▶ [EXTRACT PROVIDED]
Start

Mr. Ramesh Chandak ceased to be an Independent Director of the Company with effect from May 07, 2024, due to the completion of his tenure.

Mr. G. L. Mirchandani and Mr. A.T. Vaswani resigned as Independent Directors of the Company with effect from July 15, 2023 and April 11, 2024, end of day, respectively, on account of their advancing age and related health issues. They have confirmed that there was no material reason other than that mentioned above.

The Board has placed on record its appreciation for the valuable contributions made by Mr. Chandak, Mr. Mirchandani and Mr. Vaswani during their association with the Company.

Appointment i. With a view to diversify/broaden the present Board composition, the Board, on recommendation of the Nomination & Remuneration Committee, had appointed Ms. Neera Saggi as an Additional Director (Non- Executive, Independent) w.e.f. March 27, 2024 and Mr. Vimal Bhandari and Dr. Shirish Sankhe as Additional Directors (Non- Executive, Independent) w.e.f. May 07, 2024, and recommended their appointment as Independent Directors to the Members of the Company.

End

▶ [RECORDS SHOWN]
Start

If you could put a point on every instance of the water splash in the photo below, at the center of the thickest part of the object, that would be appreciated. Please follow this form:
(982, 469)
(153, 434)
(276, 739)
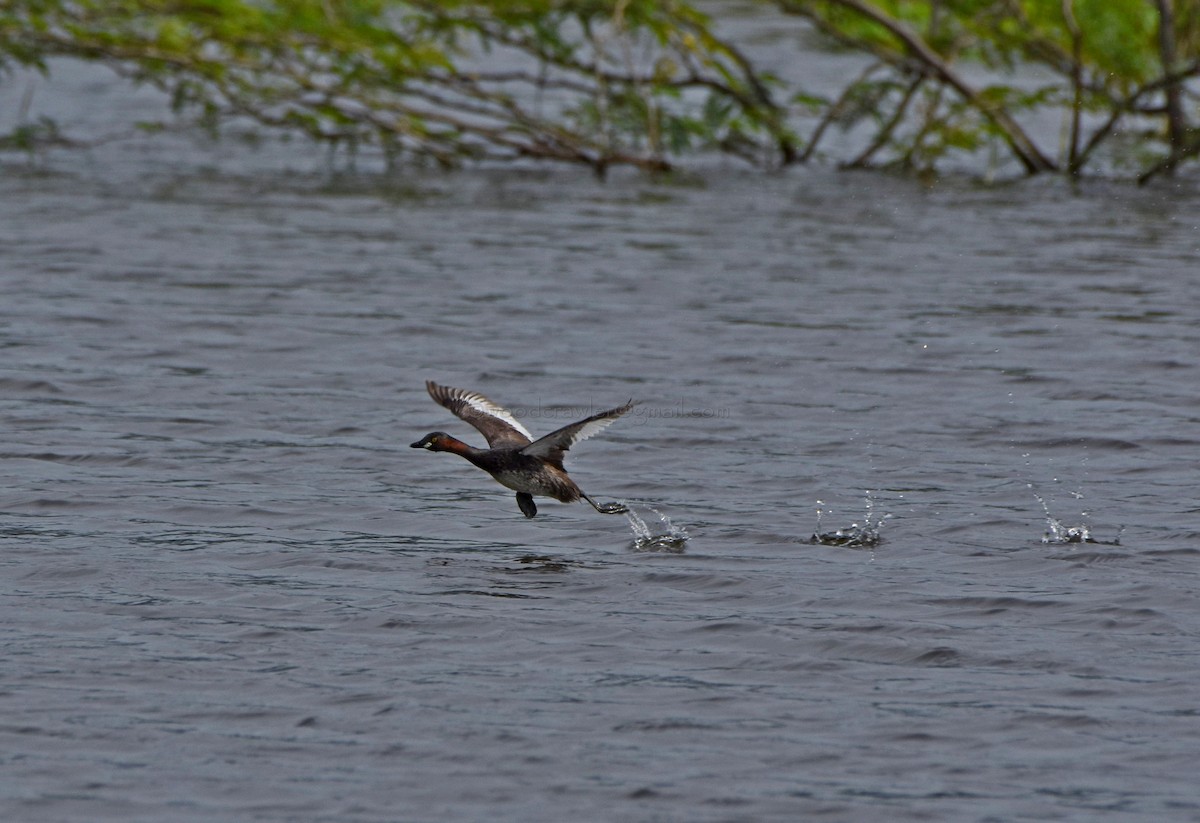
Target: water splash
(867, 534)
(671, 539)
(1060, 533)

End
Start

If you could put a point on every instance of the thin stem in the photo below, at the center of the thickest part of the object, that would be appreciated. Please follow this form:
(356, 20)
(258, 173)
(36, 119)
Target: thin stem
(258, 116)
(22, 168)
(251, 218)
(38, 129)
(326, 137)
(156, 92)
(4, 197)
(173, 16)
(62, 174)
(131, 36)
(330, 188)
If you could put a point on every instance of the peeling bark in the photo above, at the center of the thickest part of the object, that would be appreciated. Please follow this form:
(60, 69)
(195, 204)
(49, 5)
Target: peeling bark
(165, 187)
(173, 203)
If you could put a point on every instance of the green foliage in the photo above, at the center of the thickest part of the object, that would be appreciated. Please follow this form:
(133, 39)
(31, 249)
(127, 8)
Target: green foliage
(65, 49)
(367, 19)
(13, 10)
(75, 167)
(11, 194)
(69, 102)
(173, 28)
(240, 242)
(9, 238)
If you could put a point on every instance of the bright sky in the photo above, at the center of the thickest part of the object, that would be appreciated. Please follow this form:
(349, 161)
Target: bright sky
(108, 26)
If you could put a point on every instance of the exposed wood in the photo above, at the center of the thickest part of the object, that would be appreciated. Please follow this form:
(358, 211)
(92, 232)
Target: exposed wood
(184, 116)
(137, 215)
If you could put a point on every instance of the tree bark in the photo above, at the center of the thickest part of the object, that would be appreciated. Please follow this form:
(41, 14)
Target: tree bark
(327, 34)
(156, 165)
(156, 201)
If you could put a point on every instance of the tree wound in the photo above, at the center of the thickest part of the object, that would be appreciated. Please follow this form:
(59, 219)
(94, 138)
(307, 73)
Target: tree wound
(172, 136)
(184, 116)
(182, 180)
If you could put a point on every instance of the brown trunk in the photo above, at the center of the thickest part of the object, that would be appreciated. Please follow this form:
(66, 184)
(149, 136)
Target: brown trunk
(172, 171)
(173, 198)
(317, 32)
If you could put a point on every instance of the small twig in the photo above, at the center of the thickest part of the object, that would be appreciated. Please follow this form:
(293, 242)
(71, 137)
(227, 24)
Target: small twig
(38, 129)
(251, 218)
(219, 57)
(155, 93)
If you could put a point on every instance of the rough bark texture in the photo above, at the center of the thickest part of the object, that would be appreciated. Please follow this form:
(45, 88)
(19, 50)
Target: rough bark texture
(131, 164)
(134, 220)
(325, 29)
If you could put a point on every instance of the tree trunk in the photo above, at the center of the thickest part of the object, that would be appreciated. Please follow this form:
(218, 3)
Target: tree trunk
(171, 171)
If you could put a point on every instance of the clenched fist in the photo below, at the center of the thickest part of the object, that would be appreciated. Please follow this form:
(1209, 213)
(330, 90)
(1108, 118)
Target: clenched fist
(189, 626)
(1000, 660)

End

▶ [EXERCISE GOAL]
Reproduce word for word the stretch of the passage on board director changes from "Mr. G. L. Mirchandani" through "that mentioned above.".

▶ [SOLUTION TO THE PROBLEM]
Mr. G. L. Mirchandani and Mr. A.T. Vaswani resigned as Independent Directors of the Company with effect from July 15, 2023 and April 11, 2024, end of day, respectively, on account of their advancing age and related health issues. They have confirmed that there was no material reason other than that mentioned above.